═════ Material supplied ═════
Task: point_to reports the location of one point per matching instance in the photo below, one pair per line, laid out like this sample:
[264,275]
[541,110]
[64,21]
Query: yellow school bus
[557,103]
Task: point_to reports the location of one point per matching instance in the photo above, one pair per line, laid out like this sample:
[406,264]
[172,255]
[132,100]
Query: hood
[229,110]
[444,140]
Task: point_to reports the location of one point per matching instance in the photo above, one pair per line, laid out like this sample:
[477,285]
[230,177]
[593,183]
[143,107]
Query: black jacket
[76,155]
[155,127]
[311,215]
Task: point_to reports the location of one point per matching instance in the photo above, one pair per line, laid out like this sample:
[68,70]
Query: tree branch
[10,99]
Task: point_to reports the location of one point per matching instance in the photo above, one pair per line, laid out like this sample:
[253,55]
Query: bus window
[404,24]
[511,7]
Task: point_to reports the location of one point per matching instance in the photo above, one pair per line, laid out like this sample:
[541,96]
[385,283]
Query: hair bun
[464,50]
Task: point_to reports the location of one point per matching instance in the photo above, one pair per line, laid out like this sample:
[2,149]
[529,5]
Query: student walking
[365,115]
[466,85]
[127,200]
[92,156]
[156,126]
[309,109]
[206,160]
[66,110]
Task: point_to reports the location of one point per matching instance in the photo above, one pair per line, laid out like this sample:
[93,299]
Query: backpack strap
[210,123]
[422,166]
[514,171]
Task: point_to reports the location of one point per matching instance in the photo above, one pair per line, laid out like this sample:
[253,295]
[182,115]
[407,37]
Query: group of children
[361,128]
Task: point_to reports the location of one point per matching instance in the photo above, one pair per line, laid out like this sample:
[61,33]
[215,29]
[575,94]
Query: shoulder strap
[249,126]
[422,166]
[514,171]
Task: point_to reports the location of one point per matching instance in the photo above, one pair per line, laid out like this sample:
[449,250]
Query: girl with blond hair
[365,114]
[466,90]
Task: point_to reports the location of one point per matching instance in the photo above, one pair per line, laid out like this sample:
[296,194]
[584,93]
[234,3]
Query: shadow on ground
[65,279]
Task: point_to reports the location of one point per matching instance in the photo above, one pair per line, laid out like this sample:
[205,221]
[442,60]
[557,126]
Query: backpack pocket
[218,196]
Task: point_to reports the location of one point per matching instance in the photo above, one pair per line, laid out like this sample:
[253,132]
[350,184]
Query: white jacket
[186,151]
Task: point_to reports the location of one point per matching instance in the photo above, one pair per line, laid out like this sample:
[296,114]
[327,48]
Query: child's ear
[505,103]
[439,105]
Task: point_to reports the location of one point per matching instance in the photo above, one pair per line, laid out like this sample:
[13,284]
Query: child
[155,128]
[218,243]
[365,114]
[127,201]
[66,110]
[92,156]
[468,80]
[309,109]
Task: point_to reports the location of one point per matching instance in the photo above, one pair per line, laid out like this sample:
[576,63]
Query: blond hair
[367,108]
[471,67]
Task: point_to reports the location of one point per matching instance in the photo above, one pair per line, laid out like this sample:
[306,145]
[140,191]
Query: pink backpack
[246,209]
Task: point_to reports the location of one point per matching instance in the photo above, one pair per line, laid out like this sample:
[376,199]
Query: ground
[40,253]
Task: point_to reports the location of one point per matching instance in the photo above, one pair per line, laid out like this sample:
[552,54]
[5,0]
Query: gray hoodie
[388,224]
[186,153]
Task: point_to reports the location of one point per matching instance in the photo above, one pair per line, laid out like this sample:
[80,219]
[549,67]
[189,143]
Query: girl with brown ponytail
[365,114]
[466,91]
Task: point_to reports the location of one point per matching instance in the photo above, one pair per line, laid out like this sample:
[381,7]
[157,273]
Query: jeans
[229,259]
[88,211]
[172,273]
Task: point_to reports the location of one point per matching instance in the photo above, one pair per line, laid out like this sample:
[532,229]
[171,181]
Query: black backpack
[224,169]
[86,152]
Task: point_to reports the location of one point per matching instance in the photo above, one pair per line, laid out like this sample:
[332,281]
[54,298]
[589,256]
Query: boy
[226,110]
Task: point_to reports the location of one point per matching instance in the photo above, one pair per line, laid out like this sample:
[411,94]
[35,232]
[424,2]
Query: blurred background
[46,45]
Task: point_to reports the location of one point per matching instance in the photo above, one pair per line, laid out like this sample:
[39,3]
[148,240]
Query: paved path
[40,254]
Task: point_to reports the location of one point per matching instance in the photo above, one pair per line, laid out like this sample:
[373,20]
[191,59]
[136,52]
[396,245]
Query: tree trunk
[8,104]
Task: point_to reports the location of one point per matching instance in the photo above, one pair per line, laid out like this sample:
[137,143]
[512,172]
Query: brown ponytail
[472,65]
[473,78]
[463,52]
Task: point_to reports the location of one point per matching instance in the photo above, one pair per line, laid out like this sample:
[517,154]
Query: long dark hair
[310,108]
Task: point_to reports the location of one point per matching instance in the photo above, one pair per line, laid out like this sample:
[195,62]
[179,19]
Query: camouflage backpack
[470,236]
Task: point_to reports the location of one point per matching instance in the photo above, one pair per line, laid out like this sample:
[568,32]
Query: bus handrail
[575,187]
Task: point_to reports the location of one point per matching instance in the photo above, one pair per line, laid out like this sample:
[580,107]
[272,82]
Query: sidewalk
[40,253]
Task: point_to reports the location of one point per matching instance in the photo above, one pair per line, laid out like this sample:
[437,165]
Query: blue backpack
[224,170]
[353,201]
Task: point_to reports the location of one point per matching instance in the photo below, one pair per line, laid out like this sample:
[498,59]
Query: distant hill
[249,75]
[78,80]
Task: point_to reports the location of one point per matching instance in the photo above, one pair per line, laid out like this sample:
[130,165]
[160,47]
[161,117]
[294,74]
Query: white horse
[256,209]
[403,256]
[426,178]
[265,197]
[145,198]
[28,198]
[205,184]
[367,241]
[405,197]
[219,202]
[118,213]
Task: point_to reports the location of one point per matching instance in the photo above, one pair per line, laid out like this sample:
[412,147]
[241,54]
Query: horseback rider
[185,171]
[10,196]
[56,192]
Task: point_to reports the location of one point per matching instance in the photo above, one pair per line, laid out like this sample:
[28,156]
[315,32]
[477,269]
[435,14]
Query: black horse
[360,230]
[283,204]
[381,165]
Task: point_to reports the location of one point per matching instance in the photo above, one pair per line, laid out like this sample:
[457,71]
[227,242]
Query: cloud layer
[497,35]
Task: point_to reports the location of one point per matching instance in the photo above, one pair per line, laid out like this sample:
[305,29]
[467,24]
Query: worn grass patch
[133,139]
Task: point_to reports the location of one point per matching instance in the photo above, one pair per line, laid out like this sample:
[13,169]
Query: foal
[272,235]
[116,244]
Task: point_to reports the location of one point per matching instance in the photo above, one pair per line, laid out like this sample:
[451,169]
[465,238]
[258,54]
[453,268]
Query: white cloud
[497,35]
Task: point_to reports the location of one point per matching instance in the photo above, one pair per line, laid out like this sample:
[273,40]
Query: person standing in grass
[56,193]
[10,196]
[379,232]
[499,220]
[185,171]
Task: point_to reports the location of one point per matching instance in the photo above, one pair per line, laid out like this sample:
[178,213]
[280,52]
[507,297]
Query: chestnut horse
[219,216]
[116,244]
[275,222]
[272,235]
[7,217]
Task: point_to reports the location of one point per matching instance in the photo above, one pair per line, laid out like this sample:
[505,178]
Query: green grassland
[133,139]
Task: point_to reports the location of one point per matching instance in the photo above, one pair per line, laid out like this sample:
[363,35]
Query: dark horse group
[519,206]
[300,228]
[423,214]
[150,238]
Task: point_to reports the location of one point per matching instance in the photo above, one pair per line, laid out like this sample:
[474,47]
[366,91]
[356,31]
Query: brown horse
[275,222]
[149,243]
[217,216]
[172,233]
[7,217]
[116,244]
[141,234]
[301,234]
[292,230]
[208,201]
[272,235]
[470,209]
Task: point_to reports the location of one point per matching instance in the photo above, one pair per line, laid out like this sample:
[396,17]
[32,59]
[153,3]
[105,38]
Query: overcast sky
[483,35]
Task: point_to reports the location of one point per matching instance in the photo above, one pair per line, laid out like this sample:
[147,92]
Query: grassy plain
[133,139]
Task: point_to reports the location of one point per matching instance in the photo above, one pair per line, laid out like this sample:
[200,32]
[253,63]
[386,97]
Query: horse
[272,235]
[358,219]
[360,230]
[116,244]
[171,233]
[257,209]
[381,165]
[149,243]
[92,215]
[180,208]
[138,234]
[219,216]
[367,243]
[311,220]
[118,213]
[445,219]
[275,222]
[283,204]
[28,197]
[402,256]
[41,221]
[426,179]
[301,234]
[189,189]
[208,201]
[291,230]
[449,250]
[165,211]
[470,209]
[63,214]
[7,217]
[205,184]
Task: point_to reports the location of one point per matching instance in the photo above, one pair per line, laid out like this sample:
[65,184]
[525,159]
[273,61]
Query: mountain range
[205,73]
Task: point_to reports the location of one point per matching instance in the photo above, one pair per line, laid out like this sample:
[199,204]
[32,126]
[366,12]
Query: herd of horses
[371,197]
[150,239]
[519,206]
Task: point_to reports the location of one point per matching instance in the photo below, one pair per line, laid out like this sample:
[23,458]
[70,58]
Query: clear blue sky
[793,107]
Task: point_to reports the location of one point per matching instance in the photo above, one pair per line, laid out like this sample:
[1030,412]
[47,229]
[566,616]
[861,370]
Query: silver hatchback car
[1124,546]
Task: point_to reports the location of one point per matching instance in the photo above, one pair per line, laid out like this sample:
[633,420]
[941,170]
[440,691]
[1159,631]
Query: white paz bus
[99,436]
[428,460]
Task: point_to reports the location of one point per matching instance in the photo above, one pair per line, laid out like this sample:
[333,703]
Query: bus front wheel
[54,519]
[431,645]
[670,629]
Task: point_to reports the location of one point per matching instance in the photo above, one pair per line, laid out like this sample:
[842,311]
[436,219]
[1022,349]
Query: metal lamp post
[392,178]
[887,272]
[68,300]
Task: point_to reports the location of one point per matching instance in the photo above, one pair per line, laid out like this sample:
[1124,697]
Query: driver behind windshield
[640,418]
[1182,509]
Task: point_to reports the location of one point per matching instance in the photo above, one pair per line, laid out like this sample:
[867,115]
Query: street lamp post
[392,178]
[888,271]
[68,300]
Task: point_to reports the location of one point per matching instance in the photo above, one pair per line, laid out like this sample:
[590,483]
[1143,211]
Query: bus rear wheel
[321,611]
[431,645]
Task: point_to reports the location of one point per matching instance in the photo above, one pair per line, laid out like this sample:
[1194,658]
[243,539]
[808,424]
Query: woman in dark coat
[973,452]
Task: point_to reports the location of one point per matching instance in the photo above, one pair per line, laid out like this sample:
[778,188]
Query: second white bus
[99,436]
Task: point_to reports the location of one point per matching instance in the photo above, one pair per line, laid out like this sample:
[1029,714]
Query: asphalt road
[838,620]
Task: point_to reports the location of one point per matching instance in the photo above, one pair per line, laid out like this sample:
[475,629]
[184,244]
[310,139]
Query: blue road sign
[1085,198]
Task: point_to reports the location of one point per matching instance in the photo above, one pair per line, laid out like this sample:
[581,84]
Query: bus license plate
═════
Required action — Output only the lines running from the line with "Query: street lamp post" through the final line of the data, inclusive.

Written solution —
Query: street lamp post
[392,178]
[888,271]
[68,300]
Task: point_to reports the location of one point per matching instance in the photo above, one pair per line, laid out like this sample:
[590,483]
[1143,211]
Query: bus rear wheel
[321,611]
[431,645]
Task: point_to reports the location of one point per matching instance in the photo above, one pair per line, laid out like this sample:
[1194,658]
[243,539]
[808,424]
Query: woman in dark coat
[973,452]
Task: point_to reports the location of one point per matching instance in the photo above, one pair per line, laid out like this sample:
[778,188]
Query: second white bus
[99,436]
Task: point_to reports the location of one point per matching instance in the photo above, one pair per line, laid out like this sample:
[1029,714]
Query: asphalt road
[838,620]
Task: point_to reports the location of one point per matching instance in the photo above, one pair per line, laid out like this sample:
[475,629]
[184,244]
[310,139]
Query: blue road sign
[1085,198]
Task: point_to reports the location of one point per matching instance in the photo above, one pair per line, laid out like this sample:
[581,84]
Query: bus license plate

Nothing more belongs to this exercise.